++++ DATA PROVIDED ++++
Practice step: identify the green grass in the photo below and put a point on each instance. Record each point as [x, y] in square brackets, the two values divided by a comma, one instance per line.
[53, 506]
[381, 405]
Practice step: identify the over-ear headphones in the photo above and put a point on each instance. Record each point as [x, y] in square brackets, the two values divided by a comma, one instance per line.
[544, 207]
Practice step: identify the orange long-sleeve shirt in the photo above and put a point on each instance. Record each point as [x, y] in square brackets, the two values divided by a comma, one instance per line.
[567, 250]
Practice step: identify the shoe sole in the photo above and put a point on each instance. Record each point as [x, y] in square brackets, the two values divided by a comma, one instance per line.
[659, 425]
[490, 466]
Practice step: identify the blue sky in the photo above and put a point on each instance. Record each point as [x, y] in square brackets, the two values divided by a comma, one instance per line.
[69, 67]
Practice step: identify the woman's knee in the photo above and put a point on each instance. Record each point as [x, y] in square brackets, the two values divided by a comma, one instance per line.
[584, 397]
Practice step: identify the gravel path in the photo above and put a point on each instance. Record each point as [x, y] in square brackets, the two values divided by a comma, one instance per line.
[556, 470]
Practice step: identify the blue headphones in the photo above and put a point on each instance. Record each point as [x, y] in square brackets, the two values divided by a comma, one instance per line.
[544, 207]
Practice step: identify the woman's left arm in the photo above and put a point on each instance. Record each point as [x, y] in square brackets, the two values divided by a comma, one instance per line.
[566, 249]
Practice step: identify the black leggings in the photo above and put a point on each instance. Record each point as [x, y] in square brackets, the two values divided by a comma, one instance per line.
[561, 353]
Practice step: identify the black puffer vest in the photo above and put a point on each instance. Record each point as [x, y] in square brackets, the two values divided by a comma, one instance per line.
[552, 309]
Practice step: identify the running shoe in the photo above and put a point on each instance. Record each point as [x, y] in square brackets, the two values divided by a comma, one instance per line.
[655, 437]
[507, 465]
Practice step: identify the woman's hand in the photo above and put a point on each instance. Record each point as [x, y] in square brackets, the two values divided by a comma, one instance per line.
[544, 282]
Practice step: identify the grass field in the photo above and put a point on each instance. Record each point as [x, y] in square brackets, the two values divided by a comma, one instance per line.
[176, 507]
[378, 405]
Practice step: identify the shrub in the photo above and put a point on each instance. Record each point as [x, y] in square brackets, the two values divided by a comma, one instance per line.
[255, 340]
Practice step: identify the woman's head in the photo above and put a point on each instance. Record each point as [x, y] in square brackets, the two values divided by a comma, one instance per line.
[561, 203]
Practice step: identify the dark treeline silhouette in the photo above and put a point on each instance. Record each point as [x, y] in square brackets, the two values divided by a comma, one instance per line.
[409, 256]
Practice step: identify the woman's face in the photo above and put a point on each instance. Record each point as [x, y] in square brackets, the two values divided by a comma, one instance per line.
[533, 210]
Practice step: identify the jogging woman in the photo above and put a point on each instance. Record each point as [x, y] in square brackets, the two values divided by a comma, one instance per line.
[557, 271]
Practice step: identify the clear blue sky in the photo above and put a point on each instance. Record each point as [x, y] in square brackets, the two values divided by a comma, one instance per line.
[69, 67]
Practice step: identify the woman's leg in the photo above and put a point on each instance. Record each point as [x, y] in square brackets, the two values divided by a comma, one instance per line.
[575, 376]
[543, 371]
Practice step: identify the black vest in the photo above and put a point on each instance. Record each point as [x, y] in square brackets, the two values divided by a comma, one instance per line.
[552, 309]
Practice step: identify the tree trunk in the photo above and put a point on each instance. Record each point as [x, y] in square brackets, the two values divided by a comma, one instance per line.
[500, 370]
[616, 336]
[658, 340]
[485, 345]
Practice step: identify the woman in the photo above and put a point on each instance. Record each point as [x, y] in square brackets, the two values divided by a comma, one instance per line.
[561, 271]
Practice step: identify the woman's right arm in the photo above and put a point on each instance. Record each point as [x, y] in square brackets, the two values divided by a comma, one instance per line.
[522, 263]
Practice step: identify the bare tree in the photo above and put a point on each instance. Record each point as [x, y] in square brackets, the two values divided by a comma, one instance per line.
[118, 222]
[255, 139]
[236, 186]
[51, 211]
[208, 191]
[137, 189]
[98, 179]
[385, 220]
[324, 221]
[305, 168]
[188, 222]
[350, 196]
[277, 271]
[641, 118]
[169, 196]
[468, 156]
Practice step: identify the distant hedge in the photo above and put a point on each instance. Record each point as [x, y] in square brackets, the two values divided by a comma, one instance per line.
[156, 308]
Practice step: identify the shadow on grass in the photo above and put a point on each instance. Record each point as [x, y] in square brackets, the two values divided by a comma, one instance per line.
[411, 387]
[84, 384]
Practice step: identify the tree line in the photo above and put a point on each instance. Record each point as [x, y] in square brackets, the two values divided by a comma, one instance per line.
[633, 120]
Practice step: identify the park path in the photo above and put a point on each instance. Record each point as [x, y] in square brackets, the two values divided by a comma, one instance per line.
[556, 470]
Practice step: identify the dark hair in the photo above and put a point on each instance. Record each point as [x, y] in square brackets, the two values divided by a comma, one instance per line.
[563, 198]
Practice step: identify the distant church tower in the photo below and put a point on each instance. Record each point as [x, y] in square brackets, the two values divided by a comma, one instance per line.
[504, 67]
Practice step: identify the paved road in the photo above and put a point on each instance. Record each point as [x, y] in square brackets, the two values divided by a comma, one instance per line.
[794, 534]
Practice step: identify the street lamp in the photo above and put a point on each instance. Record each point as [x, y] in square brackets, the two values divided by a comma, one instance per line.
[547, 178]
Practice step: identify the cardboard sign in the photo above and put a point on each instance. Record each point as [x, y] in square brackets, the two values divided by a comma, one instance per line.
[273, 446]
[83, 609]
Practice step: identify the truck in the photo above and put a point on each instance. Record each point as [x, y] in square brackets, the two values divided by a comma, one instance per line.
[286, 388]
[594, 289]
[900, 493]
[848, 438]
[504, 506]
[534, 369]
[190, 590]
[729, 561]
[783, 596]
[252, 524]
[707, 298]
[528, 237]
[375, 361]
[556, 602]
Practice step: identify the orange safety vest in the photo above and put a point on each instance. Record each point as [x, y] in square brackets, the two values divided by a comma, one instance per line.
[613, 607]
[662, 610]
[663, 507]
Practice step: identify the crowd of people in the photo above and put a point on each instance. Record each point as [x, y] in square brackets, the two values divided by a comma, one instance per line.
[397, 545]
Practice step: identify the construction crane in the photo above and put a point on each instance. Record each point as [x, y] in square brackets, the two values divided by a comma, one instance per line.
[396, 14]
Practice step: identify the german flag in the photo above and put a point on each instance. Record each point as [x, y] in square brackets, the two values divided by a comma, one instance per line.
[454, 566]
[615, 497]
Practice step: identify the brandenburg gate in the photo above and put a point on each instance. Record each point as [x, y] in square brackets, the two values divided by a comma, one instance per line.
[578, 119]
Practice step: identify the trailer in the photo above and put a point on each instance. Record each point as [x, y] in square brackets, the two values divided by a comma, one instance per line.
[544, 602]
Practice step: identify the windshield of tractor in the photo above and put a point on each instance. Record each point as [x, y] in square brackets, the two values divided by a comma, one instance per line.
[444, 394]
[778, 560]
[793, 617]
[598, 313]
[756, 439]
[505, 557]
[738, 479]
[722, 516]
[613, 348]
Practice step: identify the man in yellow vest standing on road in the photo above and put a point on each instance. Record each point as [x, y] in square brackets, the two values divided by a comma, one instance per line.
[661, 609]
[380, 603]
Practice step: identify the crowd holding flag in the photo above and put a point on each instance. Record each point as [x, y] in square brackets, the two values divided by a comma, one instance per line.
++++
[PROBLEM]:
Everything from the line containing "Practice step: identify the trailer" to the last line of the entries above should be quoted exactly, and only that.

[SOLUTION TO THIS PROBLEM]:
Practice step: identify the trailer in the photo above and put a point on each instance. Record each point as [x, y] in square brackets, the two values divided by a comma, one instance per line.
[544, 602]
Practice step: identify the windshield of tractor in the photo above and put a point on each instance. Record each point as [x, y] in square brackets, the two values divided by a comma, one instance per line.
[444, 394]
[778, 560]
[793, 617]
[598, 313]
[756, 439]
[505, 557]
[738, 479]
[722, 516]
[613, 348]
Practice step: identify the man in yellow vest standing on road in the photo above and put a point on each instance. Record each point as [x, y] in square brackets, the two values divided by a comma, one instance per line.
[661, 609]
[380, 603]
Practice step: identify the crowd holding flag in the photo above and put a point on each instance. Record each point as [x, y] in square brackets, the two values divided by a comma, one instance per line.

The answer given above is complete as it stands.